Extract every line from the items below that contains the string "rough". Matching is case-sensitive.

----

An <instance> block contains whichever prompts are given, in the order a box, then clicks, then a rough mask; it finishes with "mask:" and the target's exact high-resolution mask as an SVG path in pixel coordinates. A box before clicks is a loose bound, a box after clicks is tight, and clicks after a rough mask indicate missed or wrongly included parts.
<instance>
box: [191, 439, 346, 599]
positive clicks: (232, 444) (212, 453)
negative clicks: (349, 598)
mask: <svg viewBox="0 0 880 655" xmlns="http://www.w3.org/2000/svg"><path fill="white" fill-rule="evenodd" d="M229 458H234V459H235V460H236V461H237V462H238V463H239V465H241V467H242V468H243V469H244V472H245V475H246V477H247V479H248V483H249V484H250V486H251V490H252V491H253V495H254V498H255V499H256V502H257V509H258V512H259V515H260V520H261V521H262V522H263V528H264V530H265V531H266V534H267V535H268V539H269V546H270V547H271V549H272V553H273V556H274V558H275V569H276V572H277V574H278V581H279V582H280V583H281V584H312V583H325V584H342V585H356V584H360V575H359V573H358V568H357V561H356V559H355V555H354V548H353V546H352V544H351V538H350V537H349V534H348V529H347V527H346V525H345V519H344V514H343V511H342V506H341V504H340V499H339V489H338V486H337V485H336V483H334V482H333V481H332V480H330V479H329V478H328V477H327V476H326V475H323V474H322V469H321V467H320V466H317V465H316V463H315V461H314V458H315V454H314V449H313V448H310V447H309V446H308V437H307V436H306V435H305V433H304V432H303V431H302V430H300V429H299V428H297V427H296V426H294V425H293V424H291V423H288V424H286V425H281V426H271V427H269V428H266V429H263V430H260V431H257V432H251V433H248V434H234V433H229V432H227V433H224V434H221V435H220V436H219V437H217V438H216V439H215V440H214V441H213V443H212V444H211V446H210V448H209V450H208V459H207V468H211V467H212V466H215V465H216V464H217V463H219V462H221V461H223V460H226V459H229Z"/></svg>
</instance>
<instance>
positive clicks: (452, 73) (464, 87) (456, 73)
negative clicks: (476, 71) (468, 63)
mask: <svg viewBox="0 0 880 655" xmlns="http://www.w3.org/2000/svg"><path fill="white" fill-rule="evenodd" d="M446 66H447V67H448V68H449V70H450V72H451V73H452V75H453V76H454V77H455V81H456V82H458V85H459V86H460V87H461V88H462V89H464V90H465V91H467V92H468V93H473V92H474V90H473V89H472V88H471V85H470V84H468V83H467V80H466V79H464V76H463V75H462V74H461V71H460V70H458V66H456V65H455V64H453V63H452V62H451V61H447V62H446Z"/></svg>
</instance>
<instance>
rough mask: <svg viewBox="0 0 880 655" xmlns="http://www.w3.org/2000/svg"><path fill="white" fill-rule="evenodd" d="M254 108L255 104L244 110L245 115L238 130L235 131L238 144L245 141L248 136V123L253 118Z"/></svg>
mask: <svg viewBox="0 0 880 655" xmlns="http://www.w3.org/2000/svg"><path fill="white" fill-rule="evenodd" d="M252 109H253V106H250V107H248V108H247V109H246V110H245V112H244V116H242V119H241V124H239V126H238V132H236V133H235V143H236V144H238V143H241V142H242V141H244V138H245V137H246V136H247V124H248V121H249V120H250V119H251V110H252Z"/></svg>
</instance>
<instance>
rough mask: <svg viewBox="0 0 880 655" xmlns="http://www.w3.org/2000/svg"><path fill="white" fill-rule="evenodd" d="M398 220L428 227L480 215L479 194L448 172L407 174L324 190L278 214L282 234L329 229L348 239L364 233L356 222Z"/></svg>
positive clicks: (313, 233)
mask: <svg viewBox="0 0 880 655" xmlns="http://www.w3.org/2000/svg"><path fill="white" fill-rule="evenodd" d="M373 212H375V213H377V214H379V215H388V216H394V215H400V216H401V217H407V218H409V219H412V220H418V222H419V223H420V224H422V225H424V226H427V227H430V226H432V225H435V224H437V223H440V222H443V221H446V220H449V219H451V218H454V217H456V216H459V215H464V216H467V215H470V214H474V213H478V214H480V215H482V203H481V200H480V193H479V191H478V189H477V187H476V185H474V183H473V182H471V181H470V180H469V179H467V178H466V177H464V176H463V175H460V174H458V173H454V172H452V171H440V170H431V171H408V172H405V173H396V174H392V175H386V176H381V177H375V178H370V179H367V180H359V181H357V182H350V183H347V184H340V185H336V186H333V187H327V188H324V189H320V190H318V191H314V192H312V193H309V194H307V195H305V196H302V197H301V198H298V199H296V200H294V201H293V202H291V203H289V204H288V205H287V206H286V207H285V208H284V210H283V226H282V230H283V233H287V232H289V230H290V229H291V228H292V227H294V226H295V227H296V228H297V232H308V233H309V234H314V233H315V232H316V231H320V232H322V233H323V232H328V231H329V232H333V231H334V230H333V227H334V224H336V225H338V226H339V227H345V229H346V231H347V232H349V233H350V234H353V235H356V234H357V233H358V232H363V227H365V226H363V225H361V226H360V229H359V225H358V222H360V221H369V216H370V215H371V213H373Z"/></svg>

----

▸ **EXERCISE RESPONSE**
An <instance> block contains whichever prompts are given, in the order a box, then clicks, then a rough mask; it finishes with "mask:" and the target's exact high-resolution mask as an SVG path in pixel coordinates. A box before clicks is a loose bound, a box after clicks is tight, and clicks after a rough mask indicate missed or wrongly included parts.
rough mask: <svg viewBox="0 0 880 655" xmlns="http://www.w3.org/2000/svg"><path fill="white" fill-rule="evenodd" d="M254 108L255 104L244 110L245 115L238 130L235 131L238 144L245 141L248 136V123L253 118Z"/></svg>
rough mask: <svg viewBox="0 0 880 655" xmlns="http://www.w3.org/2000/svg"><path fill="white" fill-rule="evenodd" d="M398 220L428 227L480 215L479 194L448 172L407 174L324 190L278 214L282 234L329 229L348 239L364 233L356 222Z"/></svg>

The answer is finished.